▶ [Text zur Analyse]
Ich bin mit kühnen Erwartungen nach Berlin gezogen. Das Wilde, Freie, ja das Gefährliche lockte mich.

Ich bin mit kühnen Erwartungen nach Berlin gezogen. Das Wilde, Freie, ja das Gefährliche lockte mich. Zunächst wohnte ich in Prenzlauer Berg und fand die Gegend beschaulich bis steril. Ich frühstückte mit Bauarbeitern in der „Kleinen Deponie“, trank Kaffeekreationen unter Bürgern, wie ich sie aus den Jugenstilhäusern kleiner Städte kannte und traf Menschen aus dem „Literaturbetrieb“. Ihm möchte ich danken: Wann immer ich nicht einschlafen kann, denke ich an seine Wettbewerbe, Reden, Kolloquien, an seine Torhüter und deren devote Schützlinge, schon schlummere ich in seliger Selbstvergessenheit. Aber zum Schlummern bin ich ja nicht nach Berlin gezogen.

Ich versuchte es in Lichtenberg. Auch dort: Ruhe und Frieden. Wunschloses Unglück, in dessen Asche weder die Glut der Revolution noch der Utopie zu glimmen schien, da jeder Funke mit Bier gelöscht wird. Überhaupt: Berlin und der Alkohol – eine triste Schicksalsgemeinschaft, verhält sich doch Alkohol zum wilden Leben wie Pornografie zum Sex: ein unterkomplexes Substitut.

▶ [Arbeitsanweisungen]
[a] Welchen Stadtteil nennt der Text über den Umzug nach Berlin als ersten Wohnort in der Stadt?
[b] Schreiben Sie den Text über den Umzug nach Berlin nach seinem letzten Satz weiter.

▶ [Bereitgestelltes Material]
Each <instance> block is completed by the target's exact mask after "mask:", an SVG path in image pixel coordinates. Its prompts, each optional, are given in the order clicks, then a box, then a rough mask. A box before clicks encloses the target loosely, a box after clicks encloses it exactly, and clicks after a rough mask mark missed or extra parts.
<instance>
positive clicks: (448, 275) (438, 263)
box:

▶ [Lösungen nach Nummer]
[a] Prenzlauer Berg.

[b]
Auch Friedrichshain mit seinen Studenten und „Kreativen“: ruhig, etabliert. Es lebte sich immer nett. Zu nett, wie ich fand. Bis ich begriff: Es lag an mir. Wo immer ich wohnte: In kürzester Zeit galt die Gegend als „angesagt“, die Preise stiegen, Einheimische mussten gehen, Immobilienspekulanten mussten Eckkneipen dichtmachen. „Sushi“-Schilder prangten, wo es eben noch „Berta’s Billig Bulleten“ gegeben hatte.

Was soll ich sagen? Es tut mir leid. Um Berlin nicht völlig in den Dornröschenschlaf zu versetzen, ziehe ich um. Dorthin, wo ich keinen Schaden mehr anrichten kann.

Der Ex-Neu-Berliner notiert im „Dorfkrug“ seiner neuen Heimat Bonn Lengsdorf diese Zeilen und möchte in seiner letzten Kolumne in einem atmosphärischen Spagat gleich zwei Tagestipps formulieren. Anselm Neft

18.30 Uhr Garbatyplatz (Pankow): „Gegen das Vergessen“ – Internationaler Holocaust-Gedenktag. 20 Uhr, Kantine im Berghain (Kreuzberg): Harald Martenstein liest aus seinem Roman „Gefühlte Nähe“.